## What to produce
Express the listing below as a JSON list of strings, one string per line, with blank lines left out.

Data listing:
[START]

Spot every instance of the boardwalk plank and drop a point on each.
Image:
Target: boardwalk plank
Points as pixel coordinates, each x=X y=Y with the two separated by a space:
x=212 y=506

[END]

## Full response
[
  "Spot every instance of the boardwalk plank and drop a point on each.",
  "Image:",
  "Target: boardwalk plank",
  "Points as pixel coordinates, each x=X y=Y with the two separated by a space:",
  "x=212 y=506"
]